[Point-based annotation data]

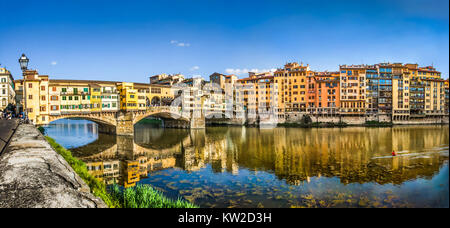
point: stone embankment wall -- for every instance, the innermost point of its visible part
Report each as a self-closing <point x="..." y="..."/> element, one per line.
<point x="33" y="175"/>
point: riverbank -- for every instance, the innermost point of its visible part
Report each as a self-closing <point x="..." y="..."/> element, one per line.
<point x="141" y="196"/>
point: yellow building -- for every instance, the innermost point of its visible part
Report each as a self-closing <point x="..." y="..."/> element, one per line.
<point x="142" y="93"/>
<point x="160" y="95"/>
<point x="95" y="98"/>
<point x="34" y="90"/>
<point x="258" y="93"/>
<point x="128" y="96"/>
<point x="130" y="173"/>
<point x="7" y="91"/>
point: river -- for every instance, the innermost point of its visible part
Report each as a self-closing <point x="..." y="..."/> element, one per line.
<point x="280" y="167"/>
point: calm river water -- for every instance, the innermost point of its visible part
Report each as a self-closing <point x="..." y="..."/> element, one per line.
<point x="281" y="167"/>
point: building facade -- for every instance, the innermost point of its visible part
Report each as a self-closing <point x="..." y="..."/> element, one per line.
<point x="7" y="88"/>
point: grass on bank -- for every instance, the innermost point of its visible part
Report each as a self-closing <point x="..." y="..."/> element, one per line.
<point x="144" y="196"/>
<point x="97" y="188"/>
<point x="141" y="196"/>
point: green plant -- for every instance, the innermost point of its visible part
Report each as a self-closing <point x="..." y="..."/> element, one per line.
<point x="97" y="188"/>
<point x="144" y="196"/>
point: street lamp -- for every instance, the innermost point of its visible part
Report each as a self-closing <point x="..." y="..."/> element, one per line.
<point x="23" y="60"/>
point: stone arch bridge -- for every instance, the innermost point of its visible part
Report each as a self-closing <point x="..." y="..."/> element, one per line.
<point x="122" y="123"/>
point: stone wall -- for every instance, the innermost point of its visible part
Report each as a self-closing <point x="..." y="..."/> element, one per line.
<point x="33" y="175"/>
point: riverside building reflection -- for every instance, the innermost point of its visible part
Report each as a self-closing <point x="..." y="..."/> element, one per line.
<point x="281" y="167"/>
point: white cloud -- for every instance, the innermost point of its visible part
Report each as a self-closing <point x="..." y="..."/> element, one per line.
<point x="245" y="71"/>
<point x="179" y="44"/>
<point x="194" y="68"/>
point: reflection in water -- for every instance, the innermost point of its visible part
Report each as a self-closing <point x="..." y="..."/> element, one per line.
<point x="281" y="167"/>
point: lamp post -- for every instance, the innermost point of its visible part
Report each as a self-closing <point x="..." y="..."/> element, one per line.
<point x="23" y="61"/>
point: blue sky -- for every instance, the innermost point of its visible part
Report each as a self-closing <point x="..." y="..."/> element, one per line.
<point x="132" y="40"/>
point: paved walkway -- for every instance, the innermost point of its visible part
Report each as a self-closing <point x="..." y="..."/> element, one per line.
<point x="32" y="174"/>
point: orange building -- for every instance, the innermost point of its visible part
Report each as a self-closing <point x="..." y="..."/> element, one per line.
<point x="258" y="93"/>
<point x="353" y="89"/>
<point x="324" y="93"/>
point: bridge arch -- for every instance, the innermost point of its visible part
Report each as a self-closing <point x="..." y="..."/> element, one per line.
<point x="106" y="122"/>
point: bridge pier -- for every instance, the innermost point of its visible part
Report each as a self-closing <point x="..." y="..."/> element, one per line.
<point x="106" y="129"/>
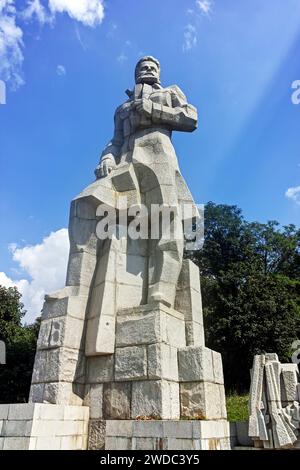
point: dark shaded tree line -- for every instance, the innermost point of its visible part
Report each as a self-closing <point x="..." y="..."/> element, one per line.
<point x="250" y="279"/>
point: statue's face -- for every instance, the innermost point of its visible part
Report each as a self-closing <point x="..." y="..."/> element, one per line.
<point x="148" y="72"/>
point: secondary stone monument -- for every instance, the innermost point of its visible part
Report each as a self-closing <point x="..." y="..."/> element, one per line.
<point x="274" y="403"/>
<point x="124" y="338"/>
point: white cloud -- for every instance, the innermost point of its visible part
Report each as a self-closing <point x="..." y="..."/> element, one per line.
<point x="205" y="6"/>
<point x="294" y="194"/>
<point x="190" y="37"/>
<point x="88" y="12"/>
<point x="45" y="264"/>
<point x="122" y="58"/>
<point x="61" y="70"/>
<point x="35" y="10"/>
<point x="11" y="45"/>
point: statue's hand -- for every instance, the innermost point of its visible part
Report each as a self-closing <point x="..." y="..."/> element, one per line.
<point x="143" y="106"/>
<point x="106" y="165"/>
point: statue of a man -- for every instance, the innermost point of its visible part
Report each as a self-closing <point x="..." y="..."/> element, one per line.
<point x="139" y="162"/>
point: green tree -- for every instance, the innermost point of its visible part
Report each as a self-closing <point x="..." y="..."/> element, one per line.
<point x="15" y="376"/>
<point x="250" y="288"/>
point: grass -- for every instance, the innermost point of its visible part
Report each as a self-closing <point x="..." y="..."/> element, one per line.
<point x="237" y="407"/>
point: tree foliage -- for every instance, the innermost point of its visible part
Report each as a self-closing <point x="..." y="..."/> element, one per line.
<point x="20" y="341"/>
<point x="251" y="291"/>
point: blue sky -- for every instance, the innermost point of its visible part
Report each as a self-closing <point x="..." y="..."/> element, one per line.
<point x="66" y="70"/>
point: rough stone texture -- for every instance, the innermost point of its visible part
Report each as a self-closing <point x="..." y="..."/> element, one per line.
<point x="202" y="400"/>
<point x="94" y="400"/>
<point x="41" y="427"/>
<point x="168" y="435"/>
<point x="195" y="364"/>
<point x="131" y="363"/>
<point x="155" y="399"/>
<point x="274" y="410"/>
<point x="146" y="325"/>
<point x="96" y="439"/>
<point x="125" y="336"/>
<point x="117" y="401"/>
<point x="162" y="362"/>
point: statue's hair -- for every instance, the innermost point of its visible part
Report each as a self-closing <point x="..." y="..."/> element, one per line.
<point x="144" y="59"/>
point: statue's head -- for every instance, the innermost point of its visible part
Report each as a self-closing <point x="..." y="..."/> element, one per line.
<point x="147" y="70"/>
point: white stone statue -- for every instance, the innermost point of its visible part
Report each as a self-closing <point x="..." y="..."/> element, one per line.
<point x="274" y="406"/>
<point x="138" y="163"/>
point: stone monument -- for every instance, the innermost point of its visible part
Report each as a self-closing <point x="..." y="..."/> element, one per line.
<point x="124" y="339"/>
<point x="274" y="405"/>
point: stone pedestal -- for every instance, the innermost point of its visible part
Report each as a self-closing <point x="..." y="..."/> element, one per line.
<point x="37" y="426"/>
<point x="167" y="435"/>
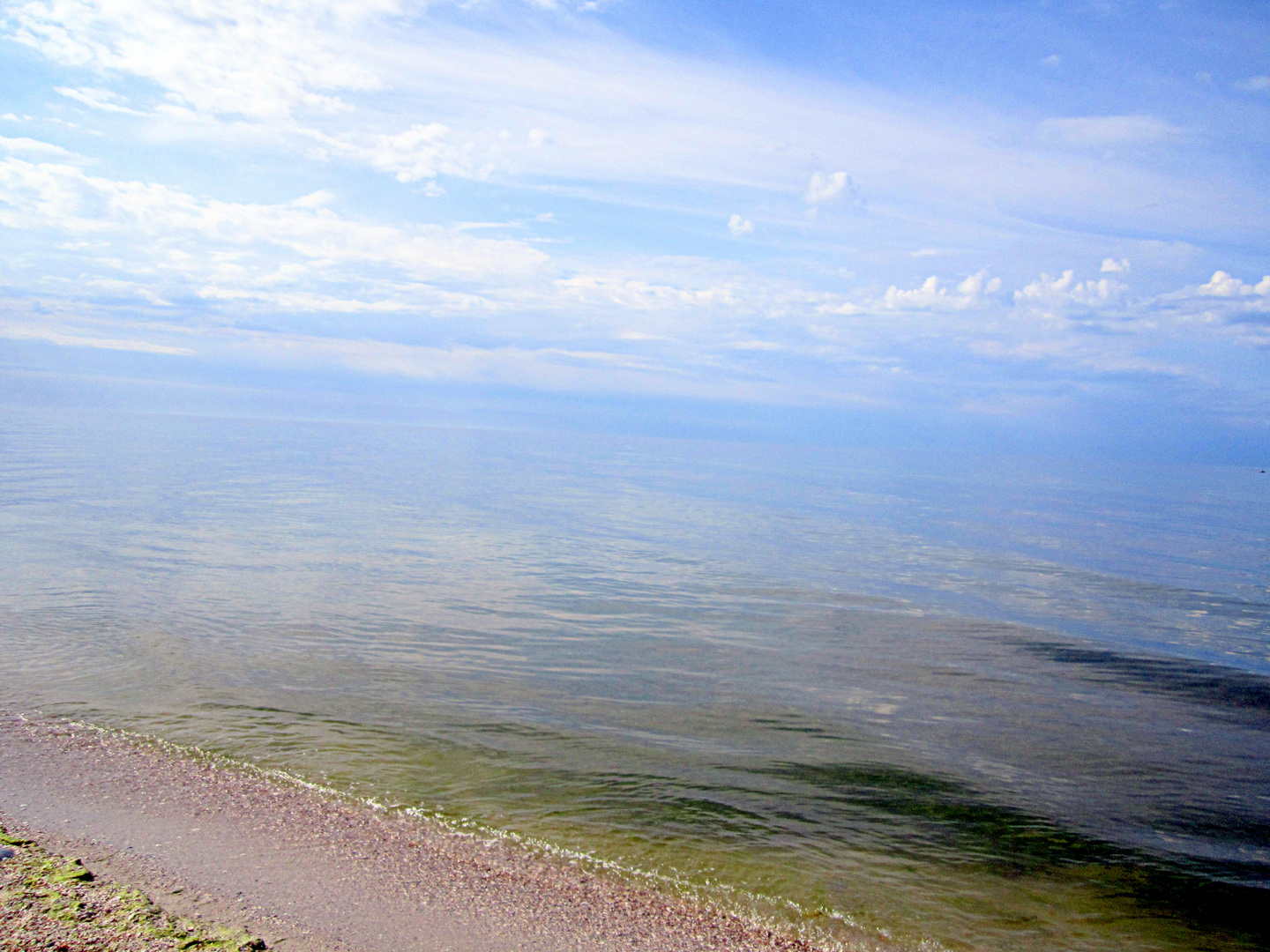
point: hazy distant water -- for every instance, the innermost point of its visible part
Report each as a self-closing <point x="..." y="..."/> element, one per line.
<point x="984" y="703"/>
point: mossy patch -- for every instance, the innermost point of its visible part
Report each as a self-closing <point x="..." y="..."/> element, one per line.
<point x="56" y="903"/>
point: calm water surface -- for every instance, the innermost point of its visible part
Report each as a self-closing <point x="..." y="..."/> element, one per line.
<point x="957" y="703"/>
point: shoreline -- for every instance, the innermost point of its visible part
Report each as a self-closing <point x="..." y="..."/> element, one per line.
<point x="311" y="871"/>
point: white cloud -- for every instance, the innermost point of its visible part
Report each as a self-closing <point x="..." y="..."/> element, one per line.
<point x="1065" y="291"/>
<point x="934" y="296"/>
<point x="18" y="331"/>
<point x="419" y="152"/>
<point x="149" y="221"/>
<point x="823" y="187"/>
<point x="1255" y="84"/>
<point x="36" y="149"/>
<point x="98" y="100"/>
<point x="262" y="58"/>
<point x="1106" y="131"/>
<point x="1222" y="285"/>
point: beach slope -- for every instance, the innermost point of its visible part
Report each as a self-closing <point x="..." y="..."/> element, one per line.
<point x="308" y="871"/>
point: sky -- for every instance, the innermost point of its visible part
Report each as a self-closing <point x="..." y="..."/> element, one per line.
<point x="1042" y="225"/>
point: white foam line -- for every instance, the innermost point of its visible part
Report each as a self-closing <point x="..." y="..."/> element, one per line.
<point x="475" y="829"/>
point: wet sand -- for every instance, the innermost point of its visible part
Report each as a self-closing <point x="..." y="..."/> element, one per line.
<point x="312" y="873"/>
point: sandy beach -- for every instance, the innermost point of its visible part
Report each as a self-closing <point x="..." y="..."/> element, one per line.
<point x="312" y="873"/>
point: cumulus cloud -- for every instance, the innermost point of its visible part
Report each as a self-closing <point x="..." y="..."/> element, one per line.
<point x="1222" y="285"/>
<point x="931" y="294"/>
<point x="1106" y="131"/>
<point x="213" y="245"/>
<point x="1065" y="291"/>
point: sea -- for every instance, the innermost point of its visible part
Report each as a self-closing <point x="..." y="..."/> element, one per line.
<point x="882" y="698"/>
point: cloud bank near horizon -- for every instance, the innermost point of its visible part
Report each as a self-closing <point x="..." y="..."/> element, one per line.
<point x="542" y="197"/>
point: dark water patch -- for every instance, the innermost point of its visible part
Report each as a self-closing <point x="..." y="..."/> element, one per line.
<point x="1211" y="684"/>
<point x="1223" y="900"/>
<point x="969" y="828"/>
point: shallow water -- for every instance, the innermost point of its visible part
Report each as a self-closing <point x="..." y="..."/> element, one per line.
<point x="960" y="701"/>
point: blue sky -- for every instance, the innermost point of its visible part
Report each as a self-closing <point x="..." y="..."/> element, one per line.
<point x="914" y="217"/>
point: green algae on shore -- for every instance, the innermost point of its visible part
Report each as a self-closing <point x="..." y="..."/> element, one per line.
<point x="56" y="903"/>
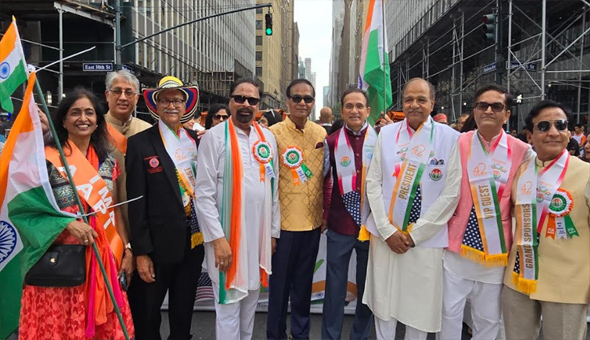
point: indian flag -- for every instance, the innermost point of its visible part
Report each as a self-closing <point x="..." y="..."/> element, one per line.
<point x="29" y="216"/>
<point x="374" y="67"/>
<point x="13" y="68"/>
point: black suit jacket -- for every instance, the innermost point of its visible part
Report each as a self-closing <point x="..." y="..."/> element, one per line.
<point x="158" y="223"/>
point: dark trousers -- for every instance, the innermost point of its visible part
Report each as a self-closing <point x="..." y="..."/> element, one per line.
<point x="292" y="273"/>
<point x="339" y="250"/>
<point x="145" y="299"/>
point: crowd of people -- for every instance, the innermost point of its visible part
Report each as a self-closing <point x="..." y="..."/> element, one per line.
<point x="436" y="215"/>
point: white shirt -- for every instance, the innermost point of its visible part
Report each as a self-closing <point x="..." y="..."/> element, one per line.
<point x="209" y="198"/>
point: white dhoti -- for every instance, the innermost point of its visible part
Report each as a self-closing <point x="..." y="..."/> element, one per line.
<point x="485" y="307"/>
<point x="235" y="320"/>
<point x="385" y="330"/>
<point x="407" y="287"/>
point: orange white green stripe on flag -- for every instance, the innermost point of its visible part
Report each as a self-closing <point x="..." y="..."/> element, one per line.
<point x="29" y="215"/>
<point x="374" y="67"/>
<point x="13" y="68"/>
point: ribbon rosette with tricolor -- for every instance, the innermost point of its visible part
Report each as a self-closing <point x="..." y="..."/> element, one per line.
<point x="293" y="159"/>
<point x="560" y="222"/>
<point x="263" y="154"/>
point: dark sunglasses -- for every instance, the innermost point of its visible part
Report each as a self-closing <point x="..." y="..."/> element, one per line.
<point x="242" y="99"/>
<point x="297" y="99"/>
<point x="483" y="106"/>
<point x="545" y="125"/>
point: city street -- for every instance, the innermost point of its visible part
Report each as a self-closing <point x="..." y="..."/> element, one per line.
<point x="203" y="327"/>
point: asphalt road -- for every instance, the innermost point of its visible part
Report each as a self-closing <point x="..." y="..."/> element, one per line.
<point x="203" y="327"/>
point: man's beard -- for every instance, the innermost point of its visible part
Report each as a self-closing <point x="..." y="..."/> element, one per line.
<point x="243" y="118"/>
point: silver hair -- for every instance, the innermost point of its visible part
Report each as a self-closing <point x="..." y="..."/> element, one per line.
<point x="124" y="75"/>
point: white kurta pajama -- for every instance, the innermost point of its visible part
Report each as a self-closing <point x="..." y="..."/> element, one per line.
<point x="408" y="287"/>
<point x="235" y="322"/>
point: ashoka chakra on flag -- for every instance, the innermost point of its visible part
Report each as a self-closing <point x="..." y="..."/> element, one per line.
<point x="7" y="240"/>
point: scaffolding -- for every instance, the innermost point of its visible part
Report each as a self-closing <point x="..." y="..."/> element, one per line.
<point x="541" y="52"/>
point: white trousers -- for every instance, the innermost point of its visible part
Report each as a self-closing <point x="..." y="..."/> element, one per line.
<point x="235" y="320"/>
<point x="485" y="307"/>
<point x="385" y="330"/>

STATED GOAL —
Retype only the lines running from the line with "point: man's beard" to the end of the listing, including both of those lines.

THE RESULT —
point: man's beard -- for every instance, the innermost point of its visible part
Report each as a self-closing <point x="..." y="..."/> element, one per line.
<point x="243" y="118"/>
point: silver hair -- for every instance, the innermost point of its visible part
Report each as a self-closing <point x="..." y="..."/> element, one per line.
<point x="124" y="75"/>
point: white kurta pajama -- for every instance, the innermost point of its visible part
Report each as a self-closing <point x="..." y="..."/> element, one per line.
<point x="408" y="287"/>
<point x="235" y="322"/>
point: ashoka chakra on flag -- for every instance, the innermost point of its visible part
Report each as a self-closing <point x="..." y="..."/> element, one per line.
<point x="7" y="240"/>
point: scaffolding -- for every instance, the innermost point of its visible part
Report each as a self-closing <point x="..." y="..."/> element, one per line.
<point x="541" y="52"/>
point: white trousers -- for every instance, the innermost point of its visible part
Report each as a self-closing <point x="..." y="..."/> element, one per line.
<point x="235" y="320"/>
<point x="485" y="307"/>
<point x="385" y="330"/>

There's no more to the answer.